- _Direction_
Reproduce the rows below word for word, leaving out the pictures.

A run of rows
+ + + +
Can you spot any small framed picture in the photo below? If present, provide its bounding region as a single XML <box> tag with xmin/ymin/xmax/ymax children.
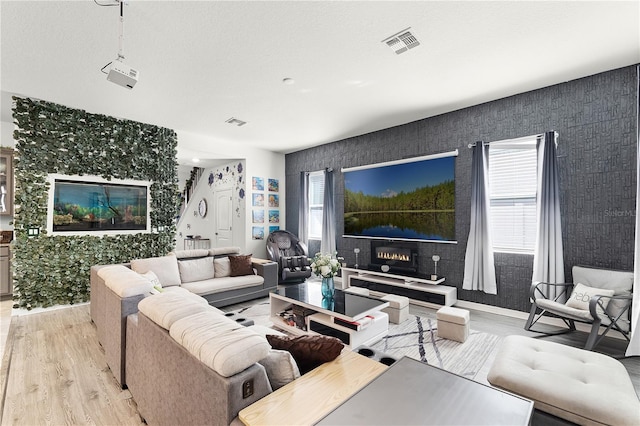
<box><xmin>251</xmin><ymin>194</ymin><xmax>264</xmax><ymax>207</ymax></box>
<box><xmin>251</xmin><ymin>226</ymin><xmax>264</xmax><ymax>240</ymax></box>
<box><xmin>251</xmin><ymin>176</ymin><xmax>264</xmax><ymax>191</ymax></box>
<box><xmin>252</xmin><ymin>210</ymin><xmax>264</xmax><ymax>223</ymax></box>
<box><xmin>269</xmin><ymin>179</ymin><xmax>280</xmax><ymax>192</ymax></box>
+ + + +
- _Response to this task_
Can you spot any small framed picture in the photo below? If present, provide its bounding region as a single XML <box> tag with xmin/ymin/xmax/ymax children.
<box><xmin>251</xmin><ymin>194</ymin><xmax>264</xmax><ymax>207</ymax></box>
<box><xmin>251</xmin><ymin>226</ymin><xmax>264</xmax><ymax>240</ymax></box>
<box><xmin>251</xmin><ymin>176</ymin><xmax>264</xmax><ymax>191</ymax></box>
<box><xmin>252</xmin><ymin>210</ymin><xmax>264</xmax><ymax>223</ymax></box>
<box><xmin>269</xmin><ymin>179</ymin><xmax>280</xmax><ymax>192</ymax></box>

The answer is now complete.